§ **YOUR INSTRUCTIONS**
Repeat the entries exactly as they appear.

[Saved entries]
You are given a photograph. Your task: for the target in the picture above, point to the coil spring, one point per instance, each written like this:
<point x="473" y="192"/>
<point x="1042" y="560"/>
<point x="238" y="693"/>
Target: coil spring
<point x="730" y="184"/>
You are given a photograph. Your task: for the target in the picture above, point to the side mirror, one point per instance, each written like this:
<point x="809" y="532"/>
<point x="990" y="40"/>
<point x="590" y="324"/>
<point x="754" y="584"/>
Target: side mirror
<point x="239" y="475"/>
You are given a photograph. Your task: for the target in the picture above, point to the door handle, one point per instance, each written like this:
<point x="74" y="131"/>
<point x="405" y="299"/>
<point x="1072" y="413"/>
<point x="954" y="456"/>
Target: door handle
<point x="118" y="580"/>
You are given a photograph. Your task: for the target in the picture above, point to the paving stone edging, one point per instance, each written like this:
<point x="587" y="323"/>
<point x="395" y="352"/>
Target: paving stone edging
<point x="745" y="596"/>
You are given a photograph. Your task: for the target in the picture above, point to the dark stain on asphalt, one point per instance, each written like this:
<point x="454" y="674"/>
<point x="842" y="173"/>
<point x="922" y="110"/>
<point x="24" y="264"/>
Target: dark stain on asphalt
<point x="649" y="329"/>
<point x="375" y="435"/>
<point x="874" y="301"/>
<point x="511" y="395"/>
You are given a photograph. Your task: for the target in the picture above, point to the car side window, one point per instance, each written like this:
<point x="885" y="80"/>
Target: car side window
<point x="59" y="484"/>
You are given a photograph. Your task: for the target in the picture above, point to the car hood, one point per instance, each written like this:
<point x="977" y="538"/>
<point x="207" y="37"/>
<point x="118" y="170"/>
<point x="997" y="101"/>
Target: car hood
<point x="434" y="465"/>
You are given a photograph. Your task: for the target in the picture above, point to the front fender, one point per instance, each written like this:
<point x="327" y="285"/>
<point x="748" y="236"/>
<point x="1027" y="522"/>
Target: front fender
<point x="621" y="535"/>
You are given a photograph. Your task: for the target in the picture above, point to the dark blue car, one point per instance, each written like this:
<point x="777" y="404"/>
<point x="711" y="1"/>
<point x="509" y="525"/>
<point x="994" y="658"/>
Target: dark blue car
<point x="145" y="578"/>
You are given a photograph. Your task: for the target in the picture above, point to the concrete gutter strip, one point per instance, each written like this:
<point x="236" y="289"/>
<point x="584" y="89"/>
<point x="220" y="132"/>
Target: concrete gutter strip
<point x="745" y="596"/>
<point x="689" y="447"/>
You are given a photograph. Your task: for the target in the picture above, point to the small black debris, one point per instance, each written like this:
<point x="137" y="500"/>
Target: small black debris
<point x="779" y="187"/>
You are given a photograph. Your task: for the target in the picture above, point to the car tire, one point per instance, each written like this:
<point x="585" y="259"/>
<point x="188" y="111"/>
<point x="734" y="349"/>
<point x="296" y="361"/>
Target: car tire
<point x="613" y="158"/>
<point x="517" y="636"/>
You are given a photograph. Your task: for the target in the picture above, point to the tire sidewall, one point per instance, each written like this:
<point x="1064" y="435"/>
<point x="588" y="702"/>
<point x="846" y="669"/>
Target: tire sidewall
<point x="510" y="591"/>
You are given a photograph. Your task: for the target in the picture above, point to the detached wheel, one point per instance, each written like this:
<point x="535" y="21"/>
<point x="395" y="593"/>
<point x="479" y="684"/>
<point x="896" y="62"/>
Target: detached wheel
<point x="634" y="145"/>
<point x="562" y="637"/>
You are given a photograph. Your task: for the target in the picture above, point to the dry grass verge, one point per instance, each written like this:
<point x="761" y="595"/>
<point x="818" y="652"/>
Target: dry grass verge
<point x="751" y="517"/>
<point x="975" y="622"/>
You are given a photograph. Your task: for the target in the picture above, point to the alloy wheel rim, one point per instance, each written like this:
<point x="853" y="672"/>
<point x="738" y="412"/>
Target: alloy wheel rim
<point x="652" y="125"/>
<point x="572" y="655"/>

§ **OUTPUT BELOW**
You are given a photograph. Your task: for the target in the picture above, point to the coil spring, one point per instance, each written like this:
<point x="473" y="192"/>
<point x="1042" y="560"/>
<point x="238" y="693"/>
Target: coil spring
<point x="730" y="184"/>
You are given a photograph. Your task: for the target in the picture above, point to the side mirror, one point per instance, each written like this:
<point x="809" y="532"/>
<point x="990" y="40"/>
<point x="590" y="324"/>
<point x="754" y="584"/>
Target: side mirror
<point x="239" y="475"/>
You are given a photograph. Your task: for the target in the picture above, point to the door handle, one point per instance, each written like this:
<point x="74" y="131"/>
<point x="405" y="299"/>
<point x="1072" y="413"/>
<point x="954" y="456"/>
Target: door handle
<point x="118" y="580"/>
You are given a photograph. Your task: for the target in the picture above, point to the paving stone edging, one point per instance, each written like this:
<point x="587" y="323"/>
<point x="395" y="352"/>
Target: paving stone edging
<point x="745" y="596"/>
You are given a photograph. Your task: for the target in the picture above, point to the dark stain on asphalt, one point per instance, each written like this:
<point x="454" y="674"/>
<point x="842" y="173"/>
<point x="922" y="110"/>
<point x="24" y="264"/>
Target: dark stain on asphalt
<point x="649" y="329"/>
<point x="375" y="435"/>
<point x="874" y="301"/>
<point x="511" y="395"/>
You are given a photograph. Your task: for the target in the picture above, point to the car side window, one point per instance, each written like this:
<point x="885" y="80"/>
Target: car side window
<point x="59" y="484"/>
You are given a photograph. Your task: for the target in the picture above, point to the car hood, one point per instance, each written like this:
<point x="977" y="538"/>
<point x="207" y="37"/>
<point x="118" y="170"/>
<point x="997" y="101"/>
Target: car hood
<point x="434" y="465"/>
You are given a photograph. Your task: for the target in the picture above, point to the front fender, one point per instance, each written like this:
<point x="327" y="285"/>
<point x="748" y="236"/>
<point x="1027" y="522"/>
Target: front fender
<point x="621" y="535"/>
You are given a photograph. Your task: for the target in the picture above, point to the dark blue car, one point per instance, each written like this:
<point x="777" y="404"/>
<point x="711" y="1"/>
<point x="509" y="525"/>
<point x="994" y="658"/>
Target: dark blue car
<point x="145" y="578"/>
You are given a photograph. Your task: for the target in the picture above, point to the concrete gutter strip, one point per instance, each written like this:
<point x="236" y="289"/>
<point x="584" y="89"/>
<point x="220" y="132"/>
Target: concrete gutter strip
<point x="745" y="596"/>
<point x="689" y="447"/>
You are given a photograph. Your task: for the target in the picture above, point to the small black debris, one point per instance, each written like this:
<point x="137" y="500"/>
Target: small black debris
<point x="779" y="187"/>
You are given a photograph. Your task: for the target in the picture above, point to the car tire, one point per instance, each written like this:
<point x="585" y="259"/>
<point x="188" y="111"/>
<point x="734" y="349"/>
<point x="296" y="361"/>
Target: car tire
<point x="613" y="158"/>
<point x="517" y="636"/>
You are given a photograph. Your task: for the target in the picture above, point to the tire sidewall, one point per instance, each written like this:
<point x="1064" y="435"/>
<point x="588" y="702"/>
<point x="846" y="669"/>
Target: tire sidewall
<point x="510" y="591"/>
You are given a photograph. Your task: for the target in the picture above, point to the detached wheel, one point per instance, each written like this:
<point x="535" y="21"/>
<point x="395" y="593"/>
<point x="479" y="684"/>
<point x="896" y="62"/>
Target: detached wheel
<point x="634" y="145"/>
<point x="562" y="637"/>
You are given a photograph. Your task: for the target in the picture above, point to the dry grass verge, one point per instance, each written like this:
<point x="761" y="595"/>
<point x="818" y="652"/>
Target: dry grass verge
<point x="751" y="517"/>
<point x="975" y="622"/>
You are given a photograph. Your task: for the target in the picture above, point to the alloy wheel rim, one point per instance, each written like this:
<point x="853" y="672"/>
<point x="738" y="412"/>
Target: alloy wheel rim
<point x="652" y="125"/>
<point x="572" y="655"/>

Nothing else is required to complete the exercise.